Brief: Repeat the data exactly, please; no pictures belong in the copy.

[Entries supplied — start]

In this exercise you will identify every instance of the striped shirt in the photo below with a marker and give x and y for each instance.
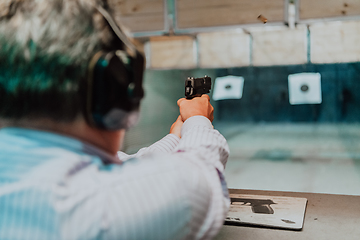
(56, 187)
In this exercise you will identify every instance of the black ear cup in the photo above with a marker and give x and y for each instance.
(114, 90)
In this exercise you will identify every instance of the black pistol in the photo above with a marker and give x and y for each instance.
(257, 205)
(195, 87)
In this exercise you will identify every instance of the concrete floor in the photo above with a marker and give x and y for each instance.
(322, 158)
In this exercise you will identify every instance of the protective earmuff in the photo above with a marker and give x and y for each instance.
(114, 85)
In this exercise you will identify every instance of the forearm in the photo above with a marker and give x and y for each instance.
(207, 148)
(165, 145)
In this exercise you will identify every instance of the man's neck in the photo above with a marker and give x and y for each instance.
(108, 141)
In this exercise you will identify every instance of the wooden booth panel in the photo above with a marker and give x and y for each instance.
(335, 42)
(210, 13)
(176, 52)
(314, 9)
(224, 49)
(140, 15)
(280, 47)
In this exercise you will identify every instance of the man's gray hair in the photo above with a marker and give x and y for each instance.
(45, 48)
(71, 28)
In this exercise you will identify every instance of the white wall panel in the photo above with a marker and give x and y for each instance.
(335, 42)
(224, 49)
(280, 47)
(172, 52)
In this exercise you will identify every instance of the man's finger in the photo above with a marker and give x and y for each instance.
(180, 100)
(206, 96)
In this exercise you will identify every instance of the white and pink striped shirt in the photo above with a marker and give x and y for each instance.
(56, 187)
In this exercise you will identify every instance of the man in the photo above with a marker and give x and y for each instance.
(61, 175)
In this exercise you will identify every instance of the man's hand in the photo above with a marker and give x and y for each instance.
(176, 127)
(198, 106)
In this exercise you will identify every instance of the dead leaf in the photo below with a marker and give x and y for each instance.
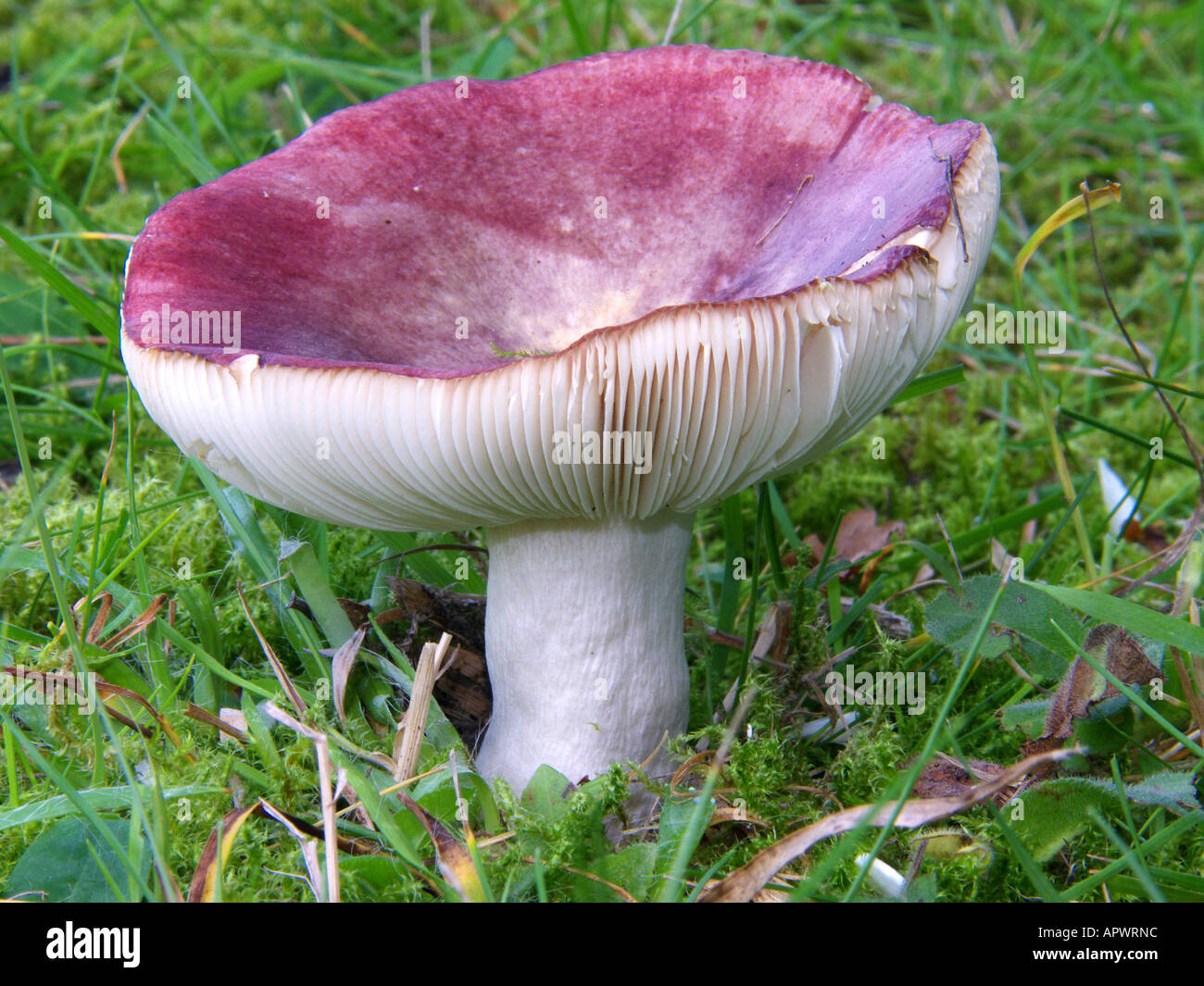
(204, 885)
(341, 668)
(743, 885)
(453, 858)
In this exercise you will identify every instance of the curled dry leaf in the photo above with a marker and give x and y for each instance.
(743, 885)
(454, 861)
(859, 536)
(215, 855)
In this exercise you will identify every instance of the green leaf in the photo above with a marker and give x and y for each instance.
(545, 794)
(299, 557)
(61, 285)
(99, 800)
(1056, 812)
(1022, 618)
(1173, 790)
(633, 868)
(68, 864)
(1027, 717)
(1135, 619)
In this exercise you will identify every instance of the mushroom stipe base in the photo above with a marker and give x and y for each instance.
(584, 643)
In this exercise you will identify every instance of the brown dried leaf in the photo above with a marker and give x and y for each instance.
(204, 886)
(341, 668)
(454, 861)
(859, 536)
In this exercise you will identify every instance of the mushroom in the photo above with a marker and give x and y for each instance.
(572, 308)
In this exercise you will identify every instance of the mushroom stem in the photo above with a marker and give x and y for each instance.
(584, 643)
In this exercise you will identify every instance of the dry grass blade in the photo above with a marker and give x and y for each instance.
(141, 622)
(321, 745)
(60, 681)
(277, 668)
(1184, 542)
(341, 668)
(409, 736)
(204, 716)
(743, 885)
(308, 849)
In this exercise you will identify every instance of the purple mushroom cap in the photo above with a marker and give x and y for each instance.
(573, 308)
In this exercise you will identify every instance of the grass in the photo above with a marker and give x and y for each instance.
(95, 500)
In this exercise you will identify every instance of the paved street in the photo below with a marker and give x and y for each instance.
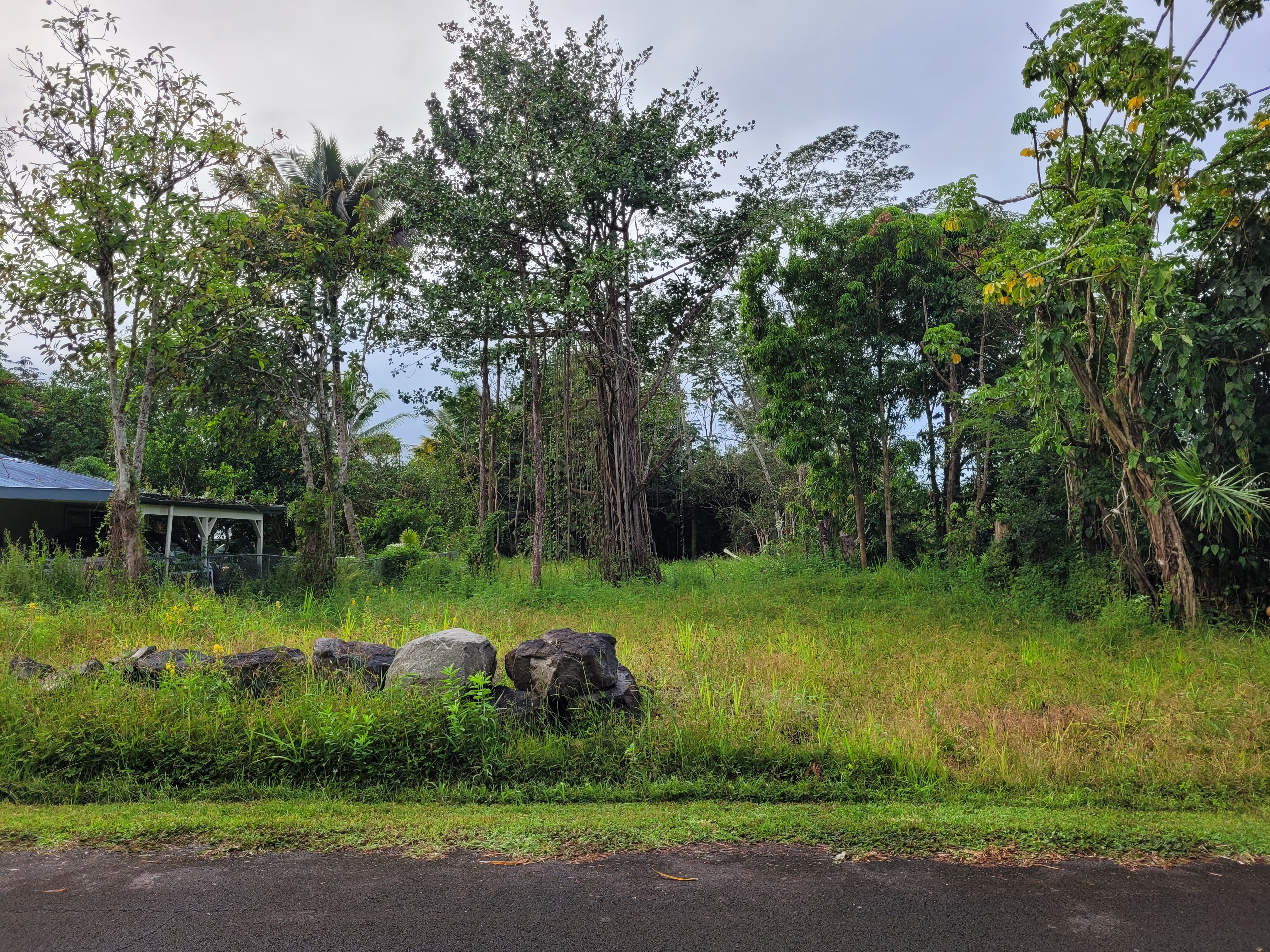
(750, 898)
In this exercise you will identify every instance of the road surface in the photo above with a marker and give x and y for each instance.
(728, 898)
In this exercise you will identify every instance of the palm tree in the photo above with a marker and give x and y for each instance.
(348, 190)
(375, 439)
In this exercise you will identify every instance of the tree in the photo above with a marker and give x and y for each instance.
(358, 249)
(835, 331)
(107, 207)
(600, 220)
(1086, 259)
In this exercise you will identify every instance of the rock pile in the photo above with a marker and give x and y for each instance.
(562, 672)
(568, 668)
(361, 658)
(423, 662)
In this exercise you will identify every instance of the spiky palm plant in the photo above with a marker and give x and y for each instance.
(1211, 502)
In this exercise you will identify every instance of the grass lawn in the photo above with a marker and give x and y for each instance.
(583, 829)
(902, 709)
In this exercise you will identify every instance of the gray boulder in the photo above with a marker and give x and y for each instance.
(28, 668)
(60, 680)
(423, 660)
(262, 669)
(566, 664)
(365, 658)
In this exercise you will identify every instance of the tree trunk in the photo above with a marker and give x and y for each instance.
(126, 547)
(481, 442)
(886, 477)
(953, 455)
(936, 509)
(1127, 433)
(625, 549)
(540, 484)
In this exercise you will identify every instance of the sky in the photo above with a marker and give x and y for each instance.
(945, 76)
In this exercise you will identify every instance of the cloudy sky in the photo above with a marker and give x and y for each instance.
(943, 75)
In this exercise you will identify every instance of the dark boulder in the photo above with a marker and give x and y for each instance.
(262, 669)
(28, 668)
(564, 664)
(520, 705)
(624, 696)
(365, 658)
(130, 659)
(181, 660)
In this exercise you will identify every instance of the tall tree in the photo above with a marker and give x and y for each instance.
(1086, 259)
(603, 214)
(108, 230)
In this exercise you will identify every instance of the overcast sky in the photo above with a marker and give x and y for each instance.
(943, 75)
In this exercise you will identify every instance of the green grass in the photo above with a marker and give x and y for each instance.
(890, 829)
(773, 682)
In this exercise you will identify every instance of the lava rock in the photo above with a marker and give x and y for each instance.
(28, 668)
(366, 658)
(566, 664)
(425, 660)
(624, 696)
(130, 659)
(262, 669)
(520, 705)
(60, 680)
(182, 660)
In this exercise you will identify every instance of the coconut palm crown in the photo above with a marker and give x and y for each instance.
(338, 183)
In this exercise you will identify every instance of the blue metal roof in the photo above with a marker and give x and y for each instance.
(22, 479)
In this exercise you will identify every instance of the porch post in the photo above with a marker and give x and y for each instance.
(167, 547)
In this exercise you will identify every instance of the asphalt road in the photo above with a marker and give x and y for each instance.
(758, 898)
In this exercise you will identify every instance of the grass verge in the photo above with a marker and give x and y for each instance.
(571, 830)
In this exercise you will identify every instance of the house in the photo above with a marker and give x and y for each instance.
(70, 508)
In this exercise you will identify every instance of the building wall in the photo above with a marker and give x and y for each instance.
(68, 525)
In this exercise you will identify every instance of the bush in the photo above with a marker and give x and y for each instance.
(41, 572)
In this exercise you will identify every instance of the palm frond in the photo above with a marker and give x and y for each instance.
(290, 167)
(1211, 502)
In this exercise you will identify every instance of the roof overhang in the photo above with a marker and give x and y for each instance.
(56, 496)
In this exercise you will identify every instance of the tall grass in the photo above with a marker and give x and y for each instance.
(770, 678)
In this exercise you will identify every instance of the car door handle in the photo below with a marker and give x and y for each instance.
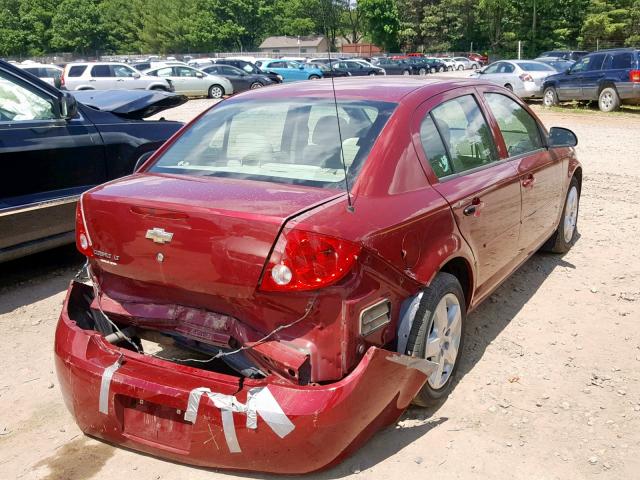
(528, 181)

[Entries supplied — finish]

Answer to this task:
In this exercise you will identify every instance of the striped shirt in the photo below with a marker and give x and y for each instance.
(56, 187)
In this exercise you will identify every instance of the black ear cup in the photo above with a marker and give x and y for each instance.
(114, 90)
In this exercise you will identify every instance of the black pistol in the photo above with a marker and give x and y for each instance.
(257, 205)
(195, 87)
In this exercise you will identify every instance of the concrete floor in the photo above with a marker and give x and y for each instance.
(322, 158)
In this exercise you will identify every instance of the protective earmuff in the photo above with a marker and give x and y for each instance.
(114, 85)
In this exercise you will identify every instance of the forearm in the photo above with a marker and give x and y for each instance.
(207, 148)
(165, 145)
In this exercise you will identify every instance of the man's neck in the photo above with a marker and give x and y for each instance.
(108, 141)
In this exercise you will identify every instance of the wooden booth panel in the photo above with a marker and give x and y for each instance.
(335, 42)
(210, 13)
(176, 52)
(314, 9)
(224, 49)
(140, 15)
(280, 47)
In this exercise you will identify every instance of the man's gray hair in the photo above with a marker and give x and y for each instance.
(45, 48)
(71, 28)
In this exercise you will identify every instance of the white wall panel in the photo above with a marker and give x and y for each instance.
(335, 42)
(224, 49)
(280, 47)
(172, 52)
In this exercise you will identify every instance of the man's finger in the photo above with a marker and give x and y for each instance.
(180, 100)
(206, 96)
In this exercise you will identify every instance of the white and pink striped shirt in the photo above with a marker and give x and y for each instance.
(56, 187)
In this exercise you will identify every instance of the man in the photo above with a marker and give x and y for each instance.
(61, 175)
In this exercise you will identify every instance of the man's hand in the photo above with a marker and give x and y for each instance.
(176, 127)
(198, 106)
In this exercise you will identify every instance of the dead leaf in the photo below with a marker and give x and y for each instance.
(204, 885)
(341, 668)
(743, 885)
(453, 858)
In this exercise you will identify every instance of the curled dry leaf in the photo above with a marker and give x and y for each instance.
(743, 885)
(454, 861)
(859, 536)
(215, 855)
In this exercise you will identify every instance of the green leaf in the photo above with a marker and give x and y for each instance.
(545, 794)
(299, 557)
(61, 285)
(99, 800)
(1056, 812)
(1022, 618)
(1173, 790)
(633, 868)
(68, 864)
(1027, 717)
(1135, 619)
In this exercise you will identify every instance of the mushroom stipe base in the photo above with a marker and give x and y for each instance.
(584, 643)
In this exercise you will identify every instance of the brown dried leaf in the photo above with a marker and give x and y for each instance.
(204, 886)
(341, 668)
(454, 861)
(859, 536)
In this exercise you will identify every instance of the mushroom in the photo above with a marker and give x and y for each instance.
(572, 308)
In this exercise you will identify every instance of the mushroom stem in the photo above with a marker and give x and y for each instance.
(584, 643)
In this exercise you will identify every instance of the dry grass blade in the photo above with a marker and give x and y for each instance.
(141, 622)
(321, 745)
(60, 681)
(277, 668)
(1184, 542)
(341, 668)
(409, 736)
(204, 716)
(743, 885)
(308, 849)
In this exercise you will identify every instance of the purple mushroom cap in the photo above with a marker and give x and y for each instance.
(573, 308)
In this exercise you will identify every instance of the grass in the photo above with a marker and give x and y for each instance.
(95, 500)
In this exercise you will identify every instance of the paved street in the photo below with a marker and give x and y for each instance.
(750, 898)
In this exercise you will identify every instance of the road surface in the photo above with a marker and give x and y for each instance.
(728, 898)
In this exercise you will identify every instance of the palm tree in the photo above with a marker and give x and y for each instance.
(348, 190)
(375, 439)
In this exercise you will identify every instance of the tree in the photo above with a marker and give x and y for each instance.
(358, 249)
(835, 331)
(107, 207)
(600, 220)
(1086, 259)
In this exercise you will identify every instance of the rock pile in the photo above with a marker and give x and y for each instance.
(562, 672)
(568, 668)
(361, 658)
(423, 662)
In this exercise you will identify every instance of the spiky palm plant in the photo above with a marker and give x and y for each instance.
(1211, 502)
In this exercise you will identify every instance of the grass lawn in the photo above with a marker and give x and y for each instance.
(583, 829)
(902, 709)
In this exercise you will identify every instance of the gray boulder in the photo above with a marker and give x and y for each instance.
(28, 668)
(60, 680)
(423, 660)
(262, 669)
(566, 664)
(365, 658)
In this exercise you will identify every instance of the tree trunk in the photo above with a marker and give x and y for each instance.
(126, 547)
(481, 442)
(886, 477)
(953, 455)
(936, 509)
(1127, 433)
(625, 549)
(540, 484)
In this exercise you will identify every instance of the sky in the photo above with a marker and give x and y for each instance.
(945, 76)
In this exercise you will identify every instance of the cloudy sky in the photo above with a marker and give x and y for each instance.
(943, 75)
In this exercise you will identify every instance of the dark boulder in the photo above with a marker and give x and y for each instance.
(262, 669)
(28, 668)
(564, 664)
(520, 705)
(624, 696)
(365, 658)
(130, 659)
(181, 660)
In this exercise you will identify every instance of the tall tree in the photo above with a marker and give x and y for each instance.
(1086, 259)
(603, 214)
(108, 230)
In this exercise you will identify every instance of the overcast sky in the photo above with a marker and give x and y for each instance.
(943, 75)
In this exercise you will identify every instance of the green grass in the photo above with a marker and give x and y for each instance.
(890, 829)
(773, 682)
In this exercise you will identify every instance of the lava rock in the photo above with a marker and give x and y for each instance.
(28, 668)
(366, 658)
(566, 664)
(425, 660)
(624, 696)
(130, 659)
(262, 669)
(520, 705)
(60, 680)
(182, 660)
In this exercise you will identify every instance of the coconut palm crown in the photo above with a marker and give x and y for each instance.
(338, 183)
In this exercise you will identify every instance of the blue metal roof in the photo above with a marker and give x and y for each instance.
(22, 479)
In this exercise you will identify every instance of the porch post in the photo above with a marker and give x and y for each instance.
(167, 547)
In this exercise you will identify every instance of the asphalt road in the photo above with a marker and give x and y for each instance.
(758, 898)
In this exercise you will identify every instance of the grass verge in the photo above with a marker and give x and y for each instance.
(571, 830)
In this exercise you will identify every instance of the house in the photo above with a marker and give x and y for each instance.
(70, 508)
In this exercise you will identify every instance of the building wall in the photo above with a marker and give x and y for each instance.
(68, 525)
In this exercise you will identify every instance of the bush in the photo above with a marker and give x and y for each instance.
(41, 572)
In this exercise you will identify every instance of the palm frond in the photo above with a marker and give x and y for each instance.
(290, 167)
(1211, 502)
In this exercise you will identify every instance of the roof overhang in the photo above with a marker and give x and y for each instance.
(56, 496)
In this exercise you will identify every instance of the tall grass in the photo above with a marker and give x and y for each instance.
(770, 678)
In this exercise you will identify every instance of the car door handle in the photo below with a marker and give x and y for each instance.
(528, 181)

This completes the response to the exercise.